Seitentext:
★ ★ ★ ★
Querallee 36 – Pestalozzistraße 10 (früher Prinzenstraße)

Die Familie Katz war schon seit der ersten Hälfte des 18. Jahrhunderts in dem Kleinstädtchen Züschen bei Fritzlar ansässig. Levi Katz, Ehemann von Johanna, und Daniel Katz, Ehemann von Anna, gehörten bereits der sechsten Generation ihrer Familie an.

Daniel und Levi gründeten 1898 in Kassel die Kleiderfabrik S. Katz & Söhne GmbH, die seit 1900 in der Gießbergstraße 1 Berufsbekleidung und Kleidung für andere Zwecke in einer eigenen Produktionsstätte, aber auch auf der Basis von Heimarbeit produzierte. Das Haus hatten die Brüder im Jahr 1900 erworben, die Kleiderfabrik gliederten sie dem bestehenden Unternehmen Gebr. Katz an. Noch vor 1910 wurde der jüngste Bruder Abraham Teilhaber, der bereits als Prokurist für die Firma tätig war. Die umfangreiche Produktpalette der „Casseler Hemden- und Kleiderfabrik“, wie sie sich zeitweise nannte, zeigt ein im Stadtmuseum Kassel erhaltener 64-seitiger Katalog aus dem Jahr 1912 auf. Es finden sich hier Angebote für zahlreiche Berufsgruppen ebenso wie für Kinder, Damen und Herren für fast alle Anlässe und Jahreszeiten.
★ ★ ★ ★
Gestellte Aufgabe 1: Aktualisiere die Einträge, und zwar alles von der Zeile mit „of the flat“ bis einschließlich zum Ende der Einträge, indem du „photo“ durch „image“ ersetzt. Gib nur diese Zeilen wieder und lass sonst alles unverändert.
Der Text über die Familie Katz und die Einträge sind voneinander unabhängiges Material.

Einträge eines Punktannotations-Datensatzes:
★ ★ ★ ★
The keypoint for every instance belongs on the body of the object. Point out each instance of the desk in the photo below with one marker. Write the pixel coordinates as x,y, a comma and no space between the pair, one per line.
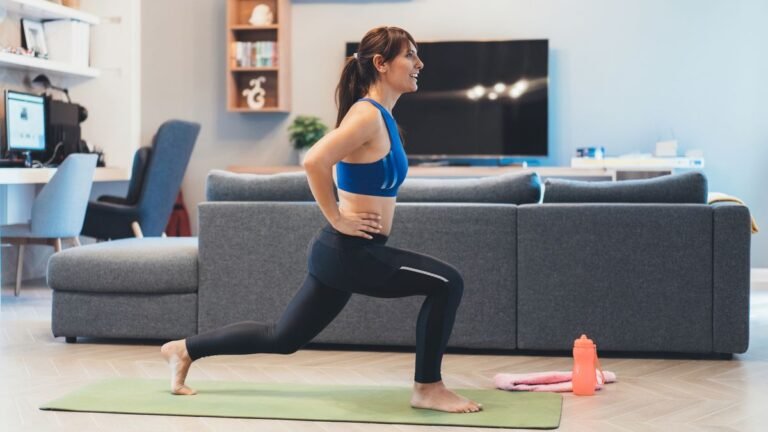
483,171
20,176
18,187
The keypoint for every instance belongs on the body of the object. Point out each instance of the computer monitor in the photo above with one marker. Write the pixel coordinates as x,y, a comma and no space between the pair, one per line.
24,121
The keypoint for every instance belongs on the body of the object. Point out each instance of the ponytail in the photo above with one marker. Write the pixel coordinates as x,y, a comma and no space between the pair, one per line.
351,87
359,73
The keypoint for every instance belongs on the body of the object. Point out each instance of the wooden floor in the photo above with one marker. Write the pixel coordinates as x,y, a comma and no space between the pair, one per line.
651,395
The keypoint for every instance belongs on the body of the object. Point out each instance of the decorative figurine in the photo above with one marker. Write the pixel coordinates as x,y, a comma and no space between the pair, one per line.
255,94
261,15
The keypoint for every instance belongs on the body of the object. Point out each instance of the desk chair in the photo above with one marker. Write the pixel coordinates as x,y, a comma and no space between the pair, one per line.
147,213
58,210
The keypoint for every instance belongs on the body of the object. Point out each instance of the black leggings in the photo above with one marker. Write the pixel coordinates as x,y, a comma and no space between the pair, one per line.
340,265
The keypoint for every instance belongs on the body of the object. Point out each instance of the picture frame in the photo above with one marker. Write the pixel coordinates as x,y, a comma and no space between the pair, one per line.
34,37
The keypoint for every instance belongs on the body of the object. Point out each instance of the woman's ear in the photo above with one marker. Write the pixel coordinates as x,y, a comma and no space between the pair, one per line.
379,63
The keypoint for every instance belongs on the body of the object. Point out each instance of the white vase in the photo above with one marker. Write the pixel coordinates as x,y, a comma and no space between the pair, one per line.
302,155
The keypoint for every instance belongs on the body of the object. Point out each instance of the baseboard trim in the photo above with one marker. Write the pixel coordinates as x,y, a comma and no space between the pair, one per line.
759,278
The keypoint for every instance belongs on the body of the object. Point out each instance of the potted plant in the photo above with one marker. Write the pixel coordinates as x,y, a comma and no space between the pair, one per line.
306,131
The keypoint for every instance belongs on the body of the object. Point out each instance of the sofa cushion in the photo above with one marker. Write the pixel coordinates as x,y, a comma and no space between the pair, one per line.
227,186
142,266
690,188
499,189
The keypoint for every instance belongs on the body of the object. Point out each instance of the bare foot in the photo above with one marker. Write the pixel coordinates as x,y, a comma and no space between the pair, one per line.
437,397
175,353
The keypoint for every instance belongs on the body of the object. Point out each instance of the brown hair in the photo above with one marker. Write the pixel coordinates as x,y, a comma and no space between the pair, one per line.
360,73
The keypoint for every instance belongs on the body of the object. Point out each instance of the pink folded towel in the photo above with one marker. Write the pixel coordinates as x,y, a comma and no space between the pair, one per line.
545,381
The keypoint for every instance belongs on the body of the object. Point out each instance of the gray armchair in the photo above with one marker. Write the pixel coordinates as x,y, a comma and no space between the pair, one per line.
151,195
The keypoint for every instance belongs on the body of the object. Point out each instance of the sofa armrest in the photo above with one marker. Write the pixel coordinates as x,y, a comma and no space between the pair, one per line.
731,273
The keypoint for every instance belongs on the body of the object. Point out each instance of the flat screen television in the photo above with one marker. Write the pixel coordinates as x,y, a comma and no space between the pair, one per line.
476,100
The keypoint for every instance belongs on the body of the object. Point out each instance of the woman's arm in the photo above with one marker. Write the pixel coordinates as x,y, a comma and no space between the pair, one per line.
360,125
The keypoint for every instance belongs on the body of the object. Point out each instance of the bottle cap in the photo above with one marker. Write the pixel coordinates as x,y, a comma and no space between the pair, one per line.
★ ★ ★ ★
Gestellte Aufgabe 2: Extrahiere aus dem Text über die Familie Katz wörtlich alles von „Querallee 36 –“ bis einschließlich „ihrer Familie an.“.

Endergebnis 1:
The keypoint for every instance belongs on the body of the object. Point out each instance of the flat screen television in the image above with one marker. Write the pixel coordinates as x,y, a comma and no space between the pair, one per line.
476,100
The keypoint for every instance belongs on the body of the object. Point out each instance of the woman's arm in the image above with one marker. Write the pixel coordinates as x,y, a comma and no space between the pair, one per line.
360,125
The keypoint for every instance belongs on the body of the object. Point out each instance of the bottle cap in the image above with one marker. Write the pixel coordinates as x,y, a comma and no space between the pair, one per line.

Endergebnis 2:
Querallee 36 – Pestalozzistraße 10 (früher Prinzenstraße)

Die Familie Katz war schon seit der ersten Hälfte des 18. Jahrhunderts in dem Kleinstädtchen Züschen bei Fritzlar ansässig. Levi Katz, Ehemann von Johanna, und Daniel Katz, Ehemann von Anna, gehörten bereits der sechsten Generation ihrer Familie an.